===== Task inputs =====

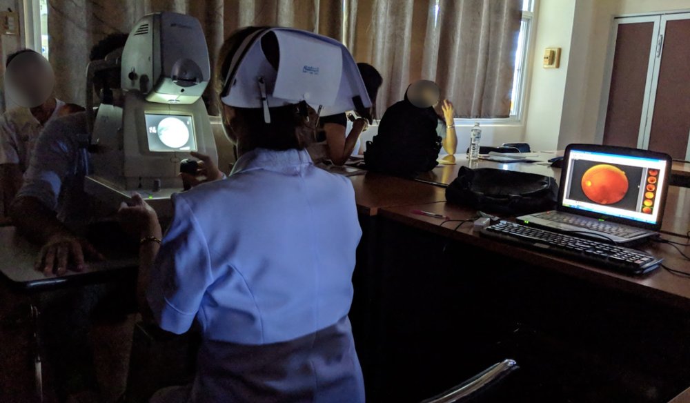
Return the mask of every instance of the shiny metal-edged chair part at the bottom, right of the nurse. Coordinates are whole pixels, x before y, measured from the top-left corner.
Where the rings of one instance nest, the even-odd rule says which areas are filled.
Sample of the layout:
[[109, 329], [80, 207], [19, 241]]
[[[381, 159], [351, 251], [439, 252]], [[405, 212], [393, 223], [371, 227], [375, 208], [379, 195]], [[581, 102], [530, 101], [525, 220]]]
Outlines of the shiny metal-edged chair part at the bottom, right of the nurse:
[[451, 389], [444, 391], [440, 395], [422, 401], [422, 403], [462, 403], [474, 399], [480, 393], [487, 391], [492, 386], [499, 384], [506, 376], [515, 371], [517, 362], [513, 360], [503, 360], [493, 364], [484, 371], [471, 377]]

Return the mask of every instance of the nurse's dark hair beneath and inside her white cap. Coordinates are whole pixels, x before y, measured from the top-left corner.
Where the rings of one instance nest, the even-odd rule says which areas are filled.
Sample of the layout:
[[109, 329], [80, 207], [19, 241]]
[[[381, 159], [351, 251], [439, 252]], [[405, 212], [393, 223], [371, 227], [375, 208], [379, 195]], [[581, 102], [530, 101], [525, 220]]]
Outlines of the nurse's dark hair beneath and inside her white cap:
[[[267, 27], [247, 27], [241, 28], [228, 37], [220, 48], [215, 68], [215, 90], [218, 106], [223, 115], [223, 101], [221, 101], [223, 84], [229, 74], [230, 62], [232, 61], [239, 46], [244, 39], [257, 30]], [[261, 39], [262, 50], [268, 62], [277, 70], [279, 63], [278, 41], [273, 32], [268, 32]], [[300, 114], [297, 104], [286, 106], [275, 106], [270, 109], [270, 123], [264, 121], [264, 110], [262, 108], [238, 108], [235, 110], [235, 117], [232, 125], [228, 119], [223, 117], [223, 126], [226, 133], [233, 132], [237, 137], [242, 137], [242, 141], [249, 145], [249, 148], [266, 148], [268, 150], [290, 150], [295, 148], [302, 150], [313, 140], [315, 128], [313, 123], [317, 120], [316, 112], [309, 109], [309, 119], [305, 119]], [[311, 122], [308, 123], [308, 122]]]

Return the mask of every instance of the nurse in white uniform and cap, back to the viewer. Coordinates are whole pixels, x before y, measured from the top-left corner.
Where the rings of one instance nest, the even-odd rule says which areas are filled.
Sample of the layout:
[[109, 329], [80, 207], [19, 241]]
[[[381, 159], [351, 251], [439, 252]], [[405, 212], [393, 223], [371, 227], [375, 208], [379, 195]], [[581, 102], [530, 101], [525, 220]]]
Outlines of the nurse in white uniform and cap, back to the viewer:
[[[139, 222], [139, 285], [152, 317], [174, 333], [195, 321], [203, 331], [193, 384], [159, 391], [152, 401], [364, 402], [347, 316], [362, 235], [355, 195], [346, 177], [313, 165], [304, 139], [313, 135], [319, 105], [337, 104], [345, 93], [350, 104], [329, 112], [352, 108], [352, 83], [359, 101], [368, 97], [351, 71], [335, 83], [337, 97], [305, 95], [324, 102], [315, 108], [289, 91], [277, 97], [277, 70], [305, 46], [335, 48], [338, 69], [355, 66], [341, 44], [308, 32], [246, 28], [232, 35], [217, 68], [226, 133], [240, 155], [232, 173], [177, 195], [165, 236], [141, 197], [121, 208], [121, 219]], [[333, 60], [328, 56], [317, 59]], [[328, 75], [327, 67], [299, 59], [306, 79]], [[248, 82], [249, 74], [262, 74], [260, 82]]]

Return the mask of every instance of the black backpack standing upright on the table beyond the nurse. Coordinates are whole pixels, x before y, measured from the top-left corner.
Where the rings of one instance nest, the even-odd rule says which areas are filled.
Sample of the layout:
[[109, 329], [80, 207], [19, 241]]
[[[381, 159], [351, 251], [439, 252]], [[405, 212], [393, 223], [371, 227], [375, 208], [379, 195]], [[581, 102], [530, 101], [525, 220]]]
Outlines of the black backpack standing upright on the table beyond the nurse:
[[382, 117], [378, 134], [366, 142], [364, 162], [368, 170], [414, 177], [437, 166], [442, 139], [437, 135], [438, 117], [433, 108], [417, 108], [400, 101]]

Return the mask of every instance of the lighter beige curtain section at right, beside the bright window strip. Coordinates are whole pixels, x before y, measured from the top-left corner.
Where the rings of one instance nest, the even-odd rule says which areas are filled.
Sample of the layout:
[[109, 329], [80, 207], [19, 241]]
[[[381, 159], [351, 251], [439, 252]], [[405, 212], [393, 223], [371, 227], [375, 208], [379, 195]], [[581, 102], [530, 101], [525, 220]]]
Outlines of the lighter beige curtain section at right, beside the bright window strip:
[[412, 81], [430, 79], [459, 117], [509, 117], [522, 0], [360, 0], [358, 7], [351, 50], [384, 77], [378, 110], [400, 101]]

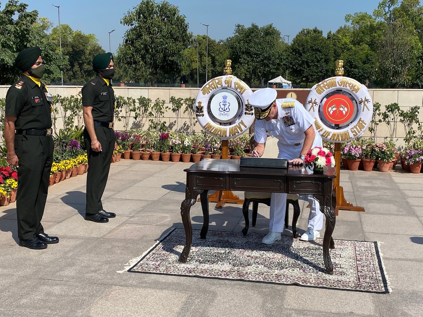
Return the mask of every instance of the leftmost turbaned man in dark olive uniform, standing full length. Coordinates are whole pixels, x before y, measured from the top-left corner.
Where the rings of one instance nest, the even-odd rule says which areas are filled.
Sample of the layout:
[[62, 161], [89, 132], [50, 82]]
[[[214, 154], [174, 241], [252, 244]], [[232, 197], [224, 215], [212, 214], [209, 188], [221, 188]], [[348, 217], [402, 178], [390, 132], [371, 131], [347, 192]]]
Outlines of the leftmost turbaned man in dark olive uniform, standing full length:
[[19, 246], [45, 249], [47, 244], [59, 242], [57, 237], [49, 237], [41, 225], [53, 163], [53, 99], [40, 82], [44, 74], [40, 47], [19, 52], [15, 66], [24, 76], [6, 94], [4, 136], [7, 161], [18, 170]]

=====

Leave the pictures aside and give every entry above again word for word.

Worked solution:
Return the mask of every instance of the shiny metal-edged chair part at the bottom, right of the nurse. Coordinates are whole pixels, x before y, measured from the top-left corner.
Where the rings of one instance nest, the even-odd rule says which areas are filled.
Sample of the layout:
[[109, 329], [80, 207], [19, 241]]
[[[381, 159], [351, 251], [439, 252]], [[405, 212], [393, 223], [371, 227], [375, 208], [379, 195]], [[581, 102], [530, 101], [525, 220]]]
Outlines of the shiny metal-edged chair part at the bottom, right of the nurse:
[[451, 389], [444, 391], [440, 395], [422, 401], [422, 403], [462, 403], [474, 399], [480, 393], [487, 391], [492, 386], [499, 384], [506, 376], [515, 371], [517, 362], [513, 360], [503, 360], [493, 364], [484, 371], [471, 377]]

Return the mask of every instance of the nurse's dark hair beneath and inside her white cap. Coordinates are whole pixels, x before y, measured from the top-left corner.
Where the rings of one instance nest, the even-odd rule says which areas are filled.
Sample of the layout:
[[109, 329], [80, 207], [19, 241]]
[[[381, 159], [351, 251], [439, 252]], [[405, 212], [393, 223], [371, 227], [375, 208], [379, 195]], [[581, 102], [530, 101], [525, 220]]]
Outlines of the nurse's dark hair beneath and inside her white cap:
[[[267, 27], [247, 27], [241, 28], [228, 37], [220, 48], [215, 68], [215, 90], [218, 106], [223, 115], [223, 101], [221, 101], [223, 84], [229, 74], [230, 62], [232, 61], [239, 46], [244, 39], [257, 30]], [[261, 39], [262, 50], [268, 62], [277, 70], [279, 63], [278, 41], [273, 32], [268, 32]], [[300, 114], [297, 104], [286, 106], [275, 106], [270, 109], [270, 123], [264, 121], [264, 110], [262, 108], [238, 108], [235, 110], [235, 117], [232, 125], [228, 119], [223, 117], [223, 126], [226, 133], [233, 132], [237, 137], [242, 137], [242, 141], [249, 145], [249, 148], [266, 148], [268, 150], [290, 150], [295, 148], [302, 150], [313, 140], [315, 128], [313, 123], [317, 120], [316, 112], [309, 109], [309, 119], [305, 119]], [[311, 122], [308, 123], [308, 122]]]

Return the mask of every instance of the nurse in white uniform and cap, back to the viewer. Coordinates are whole pixels, x before y, measured from the top-left corner.
Where the rings of one instance nest, the even-odd rule says which areas are filled.
Sample of the layout:
[[109, 329], [80, 207], [19, 241]]
[[[381, 159], [351, 251], [439, 252]], [[405, 212], [393, 223], [371, 227], [375, 208], [379, 195]], [[581, 102], [530, 101], [525, 220]]]
Outlines of the nurse in white uniform and cap, back to the viewer:
[[[139, 222], [139, 285], [152, 317], [174, 333], [195, 321], [203, 331], [193, 384], [159, 391], [152, 401], [364, 402], [347, 316], [362, 235], [355, 195], [346, 177], [313, 165], [304, 139], [313, 135], [319, 105], [337, 104], [345, 93], [350, 104], [329, 112], [352, 108], [352, 83], [359, 101], [368, 97], [351, 71], [335, 83], [337, 97], [305, 95], [324, 102], [315, 108], [289, 91], [277, 97], [277, 70], [305, 46], [335, 48], [338, 69], [355, 66], [341, 44], [308, 32], [246, 28], [232, 35], [217, 68], [226, 133], [240, 155], [232, 173], [177, 195], [165, 236], [141, 197], [121, 208], [121, 219]], [[333, 60], [328, 56], [317, 59]], [[328, 75], [327, 67], [299, 59], [306, 79]], [[248, 82], [249, 74], [262, 74], [260, 82]]]

Return the mask of every instance of the black backpack standing upright on the table beyond the nurse. Coordinates are whole pixels, x before y, measured from the top-left corner.
Where the rings of one instance nest, the even-odd rule says which areas are filled.
Sample of the layout:
[[109, 329], [80, 207], [19, 241]]
[[[381, 159], [351, 251], [439, 252]], [[405, 212], [393, 223], [371, 227], [375, 208], [379, 195]], [[581, 102], [530, 101], [525, 220]]]
Outlines of the black backpack standing upright on the table beyond the nurse:
[[382, 117], [378, 134], [366, 142], [364, 162], [368, 170], [414, 177], [437, 166], [442, 139], [437, 135], [438, 117], [433, 108], [417, 108], [400, 101]]

Return the mask of every instance of the lighter beige curtain section at right, beside the bright window strip. Coordinates are whole pixels, x before y, measured from the top-left corner.
Where the rings of one instance nest, the even-odd rule says which areas are filled.
Sample of the layout:
[[109, 329], [80, 207], [19, 241]]
[[[381, 159], [351, 251], [439, 252]], [[405, 212], [393, 223], [371, 227], [375, 208], [379, 195]], [[581, 102], [530, 101], [525, 220]]]
Outlines of the lighter beige curtain section at right, beside the bright window strip:
[[412, 81], [430, 79], [459, 117], [509, 117], [522, 0], [360, 0], [358, 7], [351, 50], [384, 77], [378, 110], [400, 101]]

Return the mask of every instance of the leftmost turbaned man in dark olive uniform, standing full length. Coordinates are whole pixels, x before y, measured from the top-left corner.
Where the rings of one instance nest, the even-odd rule says which areas are filled.
Sample of the layout:
[[62, 161], [89, 132], [50, 82]]
[[[214, 154], [174, 241], [252, 244]], [[232, 197], [224, 215], [212, 214], [209, 188], [221, 188]], [[348, 217], [402, 178], [390, 132], [371, 131], [347, 192]]]
Outlines of the leftmost turbaned man in dark olive uniform, standing full length:
[[19, 246], [45, 249], [47, 244], [59, 242], [57, 237], [49, 237], [41, 225], [53, 163], [53, 99], [40, 82], [44, 74], [40, 47], [19, 52], [15, 66], [24, 76], [6, 94], [4, 136], [7, 161], [18, 170]]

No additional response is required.